• **What this exercise asks**
1. Extract the passage of the XDiavel review from "The XDiavel is" up to and including "took the impact.", copying it word for word.
2. Write the next part of the XDiavel review, starting after its last sentence.

Though the steering has a shallower rake, and the wheelbase is longer than the Diavel, the new machine still has no problem changing direction – it won’t flick from side to side like a Panigale, but it never ceased to impress in the S-bends we rode.

 

16 XDIAVEL S

Single-minded

The XDiavel is impressively comfortable for a bike of such extremes, but that superb handling – even on a 240-section rear tyre – comes at the cost of fairly firm suspension. On a feet-forward bike any harshness is always going to be more pronounced, so it’s actually surprisingly well controlled; I only remember one pothole that caused me to yelp as my back took the impact.

Long distance clearly isn’t a problem, though you’d be daft to spend it all on motorways with such an exposed riding position. What is more of an issue is the provision for a passenger. Both models come with the standard – and incredibly small – pillion seat, as well as a longer ‘comfort’ version, and a small backrest. If you’re taking a passenger, I’d suggest fitting this is essential – I can honestly say that without the backrest, I wouldn’t want to be on the back of the XDiavel – the chance of slipping off, onto the rear wheel is all too possible. With the larger seat and backrest fitted it feels a lot more secure, but only the shortest legged of passengers will want to spend very long there.

One American journalist complained it was too quiet: “With all these bikes together, it should sound like thunder as we roll in. Harley riders would laugh at it.” I’m not that bothered about loud exhausts – what matters to me is that it sounds good when I’m sat there riding. And in that respect the XDiavel really does deliver. I’d rather relish the aggressive mechanical growl of the motor as I change down to power though a set of bends, than have a booming exhaust that alerts everyone to the fact I’m not hanging about.

• **Records provided**
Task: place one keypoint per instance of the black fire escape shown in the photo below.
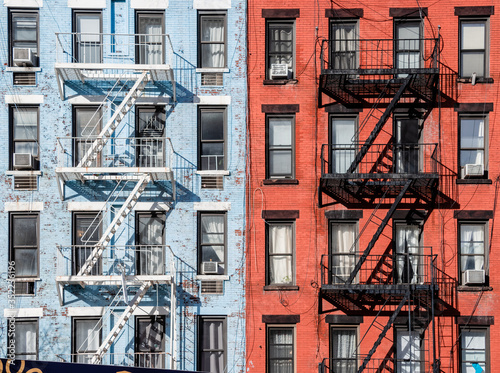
(383, 169)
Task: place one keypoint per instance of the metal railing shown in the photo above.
(387, 269)
(102, 48)
(116, 260)
(380, 159)
(378, 54)
(118, 152)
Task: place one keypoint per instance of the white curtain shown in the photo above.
(472, 246)
(280, 254)
(407, 252)
(343, 252)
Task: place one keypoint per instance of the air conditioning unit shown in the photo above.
(22, 161)
(279, 70)
(471, 170)
(209, 268)
(23, 57)
(473, 276)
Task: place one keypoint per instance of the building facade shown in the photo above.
(123, 166)
(372, 187)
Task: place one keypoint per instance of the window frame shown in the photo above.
(208, 13)
(25, 320)
(74, 348)
(485, 147)
(12, 142)
(201, 214)
(288, 327)
(486, 329)
(284, 222)
(204, 109)
(291, 148)
(12, 249)
(486, 231)
(292, 74)
(12, 13)
(486, 50)
(207, 318)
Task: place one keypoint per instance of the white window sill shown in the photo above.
(212, 277)
(213, 70)
(213, 173)
(19, 69)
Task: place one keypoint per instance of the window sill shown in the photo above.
(478, 80)
(17, 69)
(280, 182)
(212, 70)
(474, 181)
(465, 288)
(281, 288)
(280, 81)
(212, 277)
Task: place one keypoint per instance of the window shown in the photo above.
(86, 339)
(26, 339)
(474, 47)
(472, 241)
(150, 342)
(280, 349)
(343, 250)
(24, 134)
(343, 349)
(280, 253)
(87, 121)
(150, 38)
(280, 48)
(343, 49)
(212, 135)
(212, 40)
(212, 344)
(149, 128)
(280, 147)
(24, 241)
(473, 146)
(86, 233)
(23, 36)
(87, 28)
(474, 349)
(150, 239)
(212, 243)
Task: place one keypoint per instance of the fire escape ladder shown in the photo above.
(113, 122)
(378, 127)
(384, 332)
(120, 216)
(122, 321)
(379, 231)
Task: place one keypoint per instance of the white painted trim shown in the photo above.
(212, 100)
(23, 312)
(23, 3)
(151, 206)
(87, 4)
(23, 206)
(212, 206)
(86, 206)
(211, 4)
(23, 99)
(149, 4)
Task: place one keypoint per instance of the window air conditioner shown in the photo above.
(210, 267)
(23, 161)
(473, 276)
(470, 170)
(279, 70)
(23, 57)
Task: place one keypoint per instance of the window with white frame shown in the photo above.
(280, 252)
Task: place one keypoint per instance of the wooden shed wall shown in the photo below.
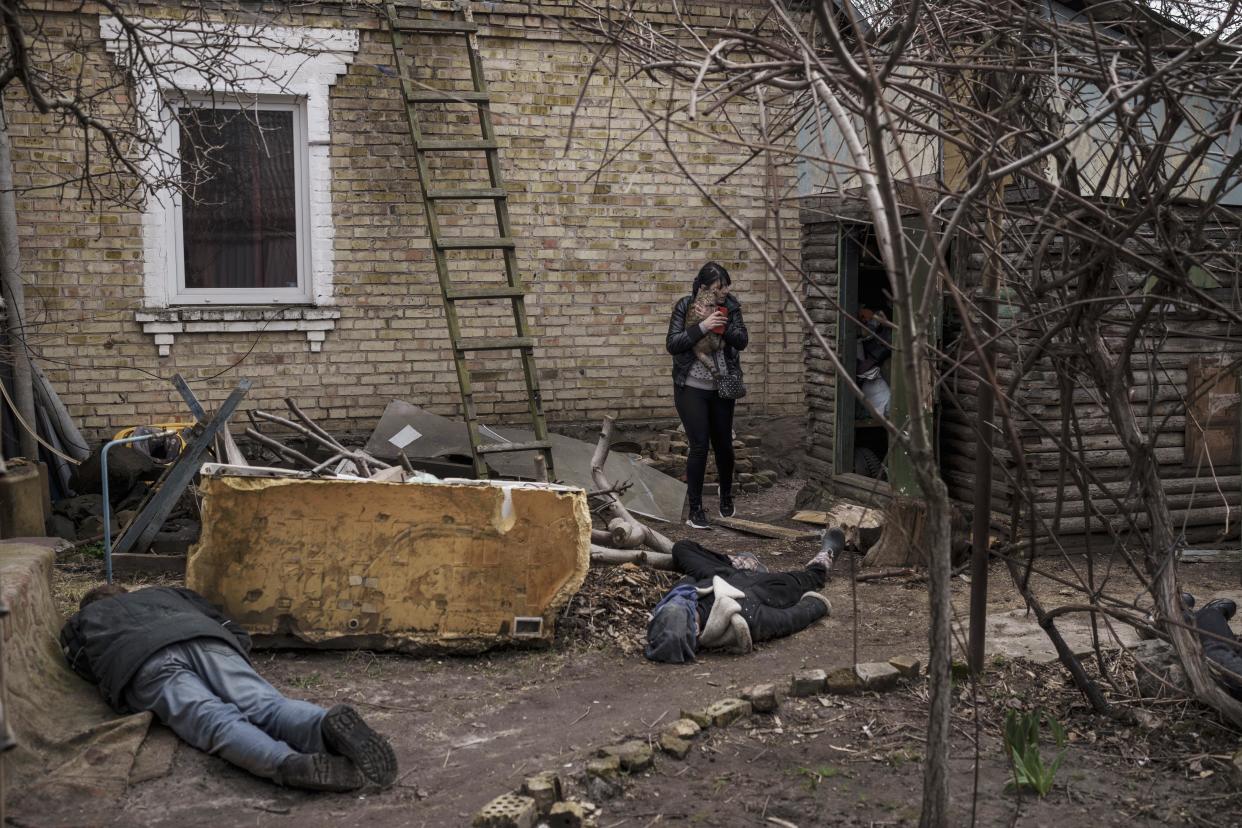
(1205, 499)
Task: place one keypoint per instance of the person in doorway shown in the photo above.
(874, 349)
(1220, 643)
(719, 606)
(168, 651)
(706, 415)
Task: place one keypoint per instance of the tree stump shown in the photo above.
(902, 539)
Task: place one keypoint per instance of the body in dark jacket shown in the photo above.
(679, 342)
(109, 639)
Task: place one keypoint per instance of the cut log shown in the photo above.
(901, 541)
(604, 556)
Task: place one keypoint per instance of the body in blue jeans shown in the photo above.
(210, 697)
(169, 651)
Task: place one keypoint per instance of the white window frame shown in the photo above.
(301, 294)
(299, 63)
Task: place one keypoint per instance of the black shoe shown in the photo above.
(347, 734)
(319, 772)
(1227, 607)
(698, 519)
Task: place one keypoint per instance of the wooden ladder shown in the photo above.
(461, 25)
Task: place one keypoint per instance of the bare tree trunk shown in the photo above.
(15, 299)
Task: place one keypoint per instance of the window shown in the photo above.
(244, 235)
(241, 219)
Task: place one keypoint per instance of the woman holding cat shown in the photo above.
(704, 335)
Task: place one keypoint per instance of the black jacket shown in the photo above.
(112, 638)
(681, 342)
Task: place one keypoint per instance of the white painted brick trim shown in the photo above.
(301, 62)
(165, 323)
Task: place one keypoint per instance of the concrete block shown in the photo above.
(907, 666)
(807, 683)
(544, 788)
(453, 566)
(507, 811)
(635, 756)
(725, 711)
(763, 698)
(843, 680)
(698, 716)
(879, 677)
(675, 746)
(683, 729)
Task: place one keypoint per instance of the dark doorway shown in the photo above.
(862, 442)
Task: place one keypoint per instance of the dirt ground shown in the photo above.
(468, 729)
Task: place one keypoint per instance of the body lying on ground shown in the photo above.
(719, 605)
(168, 651)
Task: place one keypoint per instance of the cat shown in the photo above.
(704, 304)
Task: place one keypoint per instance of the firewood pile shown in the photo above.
(668, 450)
(611, 608)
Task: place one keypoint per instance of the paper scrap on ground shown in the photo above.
(651, 494)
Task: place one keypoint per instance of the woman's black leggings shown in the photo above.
(707, 418)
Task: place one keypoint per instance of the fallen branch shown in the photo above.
(278, 447)
(365, 463)
(625, 531)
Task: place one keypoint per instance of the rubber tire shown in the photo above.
(868, 463)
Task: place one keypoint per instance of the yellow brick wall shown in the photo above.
(606, 251)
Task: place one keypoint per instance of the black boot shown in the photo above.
(347, 734)
(319, 772)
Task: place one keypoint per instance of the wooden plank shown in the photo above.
(137, 564)
(1211, 556)
(765, 530)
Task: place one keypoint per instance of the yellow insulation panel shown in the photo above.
(407, 566)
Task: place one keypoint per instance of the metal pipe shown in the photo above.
(983, 514)
(107, 503)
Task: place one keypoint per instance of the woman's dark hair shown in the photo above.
(709, 274)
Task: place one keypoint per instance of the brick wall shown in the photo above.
(606, 251)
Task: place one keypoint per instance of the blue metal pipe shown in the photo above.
(107, 503)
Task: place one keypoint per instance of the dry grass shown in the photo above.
(78, 572)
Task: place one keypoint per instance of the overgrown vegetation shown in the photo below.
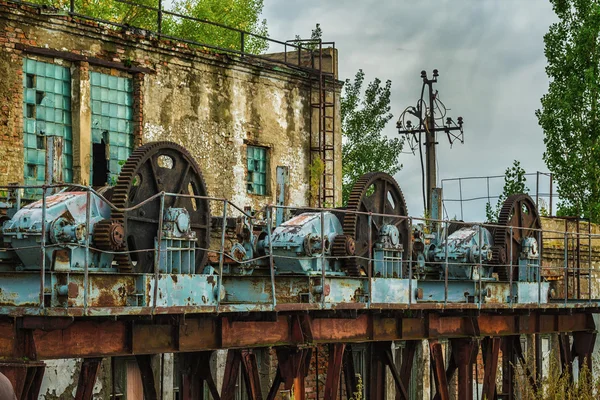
(570, 112)
(364, 115)
(514, 182)
(238, 14)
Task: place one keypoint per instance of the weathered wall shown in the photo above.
(212, 105)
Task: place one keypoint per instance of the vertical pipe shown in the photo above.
(159, 17)
(539, 266)
(480, 266)
(460, 197)
(271, 265)
(43, 248)
(323, 257)
(222, 253)
(566, 262)
(410, 289)
(446, 262)
(158, 252)
(550, 194)
(537, 189)
(510, 268)
(590, 262)
(86, 260)
(370, 264)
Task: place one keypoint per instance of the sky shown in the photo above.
(490, 57)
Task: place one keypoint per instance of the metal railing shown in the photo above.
(570, 270)
(291, 56)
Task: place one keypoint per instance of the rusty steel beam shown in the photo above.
(230, 376)
(87, 378)
(439, 374)
(583, 346)
(349, 373)
(145, 365)
(25, 377)
(334, 370)
(250, 374)
(376, 389)
(465, 353)
(293, 367)
(84, 338)
(408, 355)
(196, 371)
(491, 351)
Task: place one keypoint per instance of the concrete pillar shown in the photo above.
(81, 122)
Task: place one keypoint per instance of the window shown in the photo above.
(257, 170)
(46, 112)
(112, 118)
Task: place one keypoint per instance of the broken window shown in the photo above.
(112, 121)
(46, 111)
(257, 170)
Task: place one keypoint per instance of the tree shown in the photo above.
(569, 115)
(514, 182)
(365, 148)
(238, 14)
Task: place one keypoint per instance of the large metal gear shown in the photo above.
(153, 168)
(379, 193)
(520, 213)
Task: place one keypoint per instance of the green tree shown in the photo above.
(569, 115)
(514, 182)
(239, 14)
(364, 115)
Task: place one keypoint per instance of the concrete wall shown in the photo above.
(211, 104)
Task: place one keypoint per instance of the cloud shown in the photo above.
(491, 62)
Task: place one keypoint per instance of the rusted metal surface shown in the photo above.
(25, 377)
(334, 371)
(87, 378)
(437, 366)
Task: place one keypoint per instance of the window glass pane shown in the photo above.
(111, 109)
(47, 99)
(256, 170)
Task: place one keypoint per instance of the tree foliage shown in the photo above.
(569, 115)
(514, 183)
(364, 115)
(238, 14)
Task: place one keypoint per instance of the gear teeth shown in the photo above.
(350, 222)
(123, 187)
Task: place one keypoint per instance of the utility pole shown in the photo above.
(428, 126)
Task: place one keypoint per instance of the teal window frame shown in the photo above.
(112, 117)
(46, 111)
(256, 168)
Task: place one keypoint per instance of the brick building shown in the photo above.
(103, 90)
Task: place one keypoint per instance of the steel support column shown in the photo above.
(293, 368)
(465, 353)
(583, 347)
(490, 350)
(439, 373)
(145, 365)
(195, 371)
(334, 370)
(87, 378)
(376, 388)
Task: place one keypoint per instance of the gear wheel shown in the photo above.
(109, 235)
(377, 193)
(520, 213)
(153, 168)
(343, 246)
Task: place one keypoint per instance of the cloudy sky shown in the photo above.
(490, 57)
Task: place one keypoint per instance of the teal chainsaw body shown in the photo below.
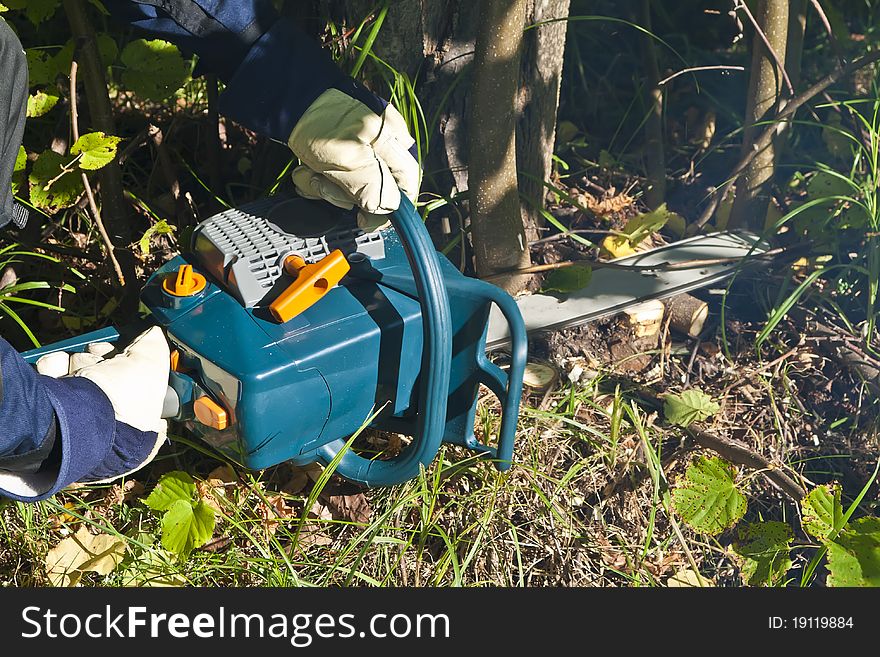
(399, 343)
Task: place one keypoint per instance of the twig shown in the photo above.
(738, 453)
(96, 214)
(693, 69)
(766, 137)
(779, 63)
(835, 45)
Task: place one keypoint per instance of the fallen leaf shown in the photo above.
(224, 473)
(687, 578)
(120, 493)
(83, 552)
(60, 519)
(273, 511)
(299, 479)
(355, 508)
(320, 511)
(151, 569)
(539, 376)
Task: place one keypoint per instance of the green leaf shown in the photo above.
(161, 227)
(18, 177)
(568, 279)
(55, 183)
(186, 527)
(854, 555)
(41, 67)
(822, 512)
(824, 184)
(154, 70)
(40, 103)
(97, 4)
(20, 159)
(839, 145)
(97, 150)
(36, 11)
(707, 498)
(689, 407)
(765, 548)
(172, 487)
(640, 226)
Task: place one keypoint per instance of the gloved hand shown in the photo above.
(135, 382)
(354, 157)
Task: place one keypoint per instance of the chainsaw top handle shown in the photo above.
(436, 365)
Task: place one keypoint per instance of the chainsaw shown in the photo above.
(291, 329)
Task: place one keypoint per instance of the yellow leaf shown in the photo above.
(774, 214)
(688, 578)
(617, 246)
(83, 552)
(722, 214)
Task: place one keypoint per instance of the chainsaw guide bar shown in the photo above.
(611, 291)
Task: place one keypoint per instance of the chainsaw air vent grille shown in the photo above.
(243, 249)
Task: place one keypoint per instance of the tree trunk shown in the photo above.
(433, 42)
(541, 77)
(496, 218)
(766, 84)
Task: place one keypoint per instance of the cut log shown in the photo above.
(687, 314)
(645, 318)
(636, 335)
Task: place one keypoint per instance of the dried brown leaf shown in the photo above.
(83, 552)
(355, 508)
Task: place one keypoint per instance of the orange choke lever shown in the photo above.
(311, 284)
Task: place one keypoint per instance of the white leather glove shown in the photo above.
(353, 157)
(135, 381)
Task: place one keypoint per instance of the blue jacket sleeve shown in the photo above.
(54, 432)
(272, 69)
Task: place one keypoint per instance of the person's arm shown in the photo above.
(97, 425)
(355, 148)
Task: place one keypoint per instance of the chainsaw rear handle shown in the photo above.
(436, 365)
(508, 386)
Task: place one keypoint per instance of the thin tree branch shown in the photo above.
(835, 44)
(93, 206)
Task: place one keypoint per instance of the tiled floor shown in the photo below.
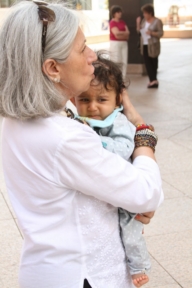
(169, 236)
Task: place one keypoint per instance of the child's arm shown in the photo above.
(119, 138)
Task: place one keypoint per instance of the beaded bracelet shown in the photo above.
(144, 126)
(146, 138)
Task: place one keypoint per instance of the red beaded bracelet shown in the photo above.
(144, 126)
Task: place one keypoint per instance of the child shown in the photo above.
(101, 108)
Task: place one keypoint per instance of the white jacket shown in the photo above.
(65, 190)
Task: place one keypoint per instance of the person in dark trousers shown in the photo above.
(151, 30)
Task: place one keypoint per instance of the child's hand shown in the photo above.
(145, 218)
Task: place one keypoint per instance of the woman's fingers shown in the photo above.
(145, 218)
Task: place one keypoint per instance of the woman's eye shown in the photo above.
(84, 100)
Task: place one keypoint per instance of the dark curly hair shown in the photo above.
(109, 74)
(148, 8)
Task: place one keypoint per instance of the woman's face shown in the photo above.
(77, 72)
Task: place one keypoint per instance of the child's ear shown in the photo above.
(73, 101)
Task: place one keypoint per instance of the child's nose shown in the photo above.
(92, 106)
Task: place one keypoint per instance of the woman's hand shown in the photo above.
(145, 218)
(129, 110)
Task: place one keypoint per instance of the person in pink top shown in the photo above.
(119, 35)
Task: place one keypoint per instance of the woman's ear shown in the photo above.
(51, 70)
(73, 101)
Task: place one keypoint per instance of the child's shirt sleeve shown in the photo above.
(119, 137)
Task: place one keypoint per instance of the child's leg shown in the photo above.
(135, 247)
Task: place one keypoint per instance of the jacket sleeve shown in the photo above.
(119, 138)
(83, 165)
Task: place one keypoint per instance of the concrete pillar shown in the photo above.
(131, 10)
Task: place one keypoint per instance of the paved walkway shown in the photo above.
(169, 236)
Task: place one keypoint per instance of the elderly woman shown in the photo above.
(151, 29)
(64, 187)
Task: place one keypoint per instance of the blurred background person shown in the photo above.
(119, 35)
(151, 29)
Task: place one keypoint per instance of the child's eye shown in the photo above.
(84, 100)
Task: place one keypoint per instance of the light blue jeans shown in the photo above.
(134, 243)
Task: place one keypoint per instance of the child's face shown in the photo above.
(96, 103)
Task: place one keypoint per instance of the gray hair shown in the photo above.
(25, 92)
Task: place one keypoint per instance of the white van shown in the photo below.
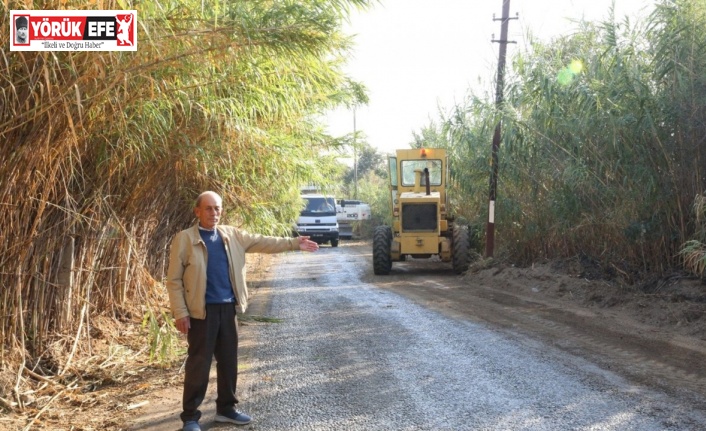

• **Answers given**
1.
The XDiavel is impressively comfortable for a bike of such extremes, but that superb handling – even on a 240-section rear tyre – comes at the cost of fairly firm suspension. On a feet-forward bike any harshness is always going to be more pronounced, so it’s actually surprisingly well controlled; I only remember one pothole that caused me to yelp as my back took the impact.

2.
If I had the money for either, I’d probably buy the base model – I prefer the matt black styling, and while the S’s wheels are lovely, it’s only the distinctive Daytime Running Light of the S that I’d miss. Sadly it’s not a simple job of just swapping the lights – Project Manager Stefano Tarabusi told me that besides the fact that the S model’s DRL lamp is hugely complex and expensive, the software that controls it is different in the two models.

Ducati is running an ad campaign of ‘The gentleman and the bastard’. It’s true that this is a split-personality bike, with the lazy cruiser character and Ducati sport aggression, but if anything I’d say it’s one of the most single-minded machines I’ve ridden in a long time. It’s not trying to merge commuting and touring, or road and trail; its one purpose is to make you love every ride. It’s built for fun, pure and simple, and in that respect, Ducati has been utterly successful.

 

This is the XDiavel

This is the XDiavel

 

This is the XDiavel S

This is the XDiavel S

 

Specification Ducati XDiavel [XDiavel S]

Engine: 1262cc, Desmodromic Variable Timing L-Twin. Four valves per cylinder. Liquid cooled. Dual spark.

Bore/stroke: 106 x 71.5mm

Compression ratio: 13:1

Power: 154bhp (115kW) @ 9500rpm

Torque: 95lb-ft (129Nm) @ 5000rpm

Fuelling: Bosch fuel injection, full ride-by-wire, 56mm oval throttle bodies

Exhaust: Stainless steel exhaust and end-can

Transmission: Six-speed, belt final drive. Hydraulically controller, wet slipper clutch.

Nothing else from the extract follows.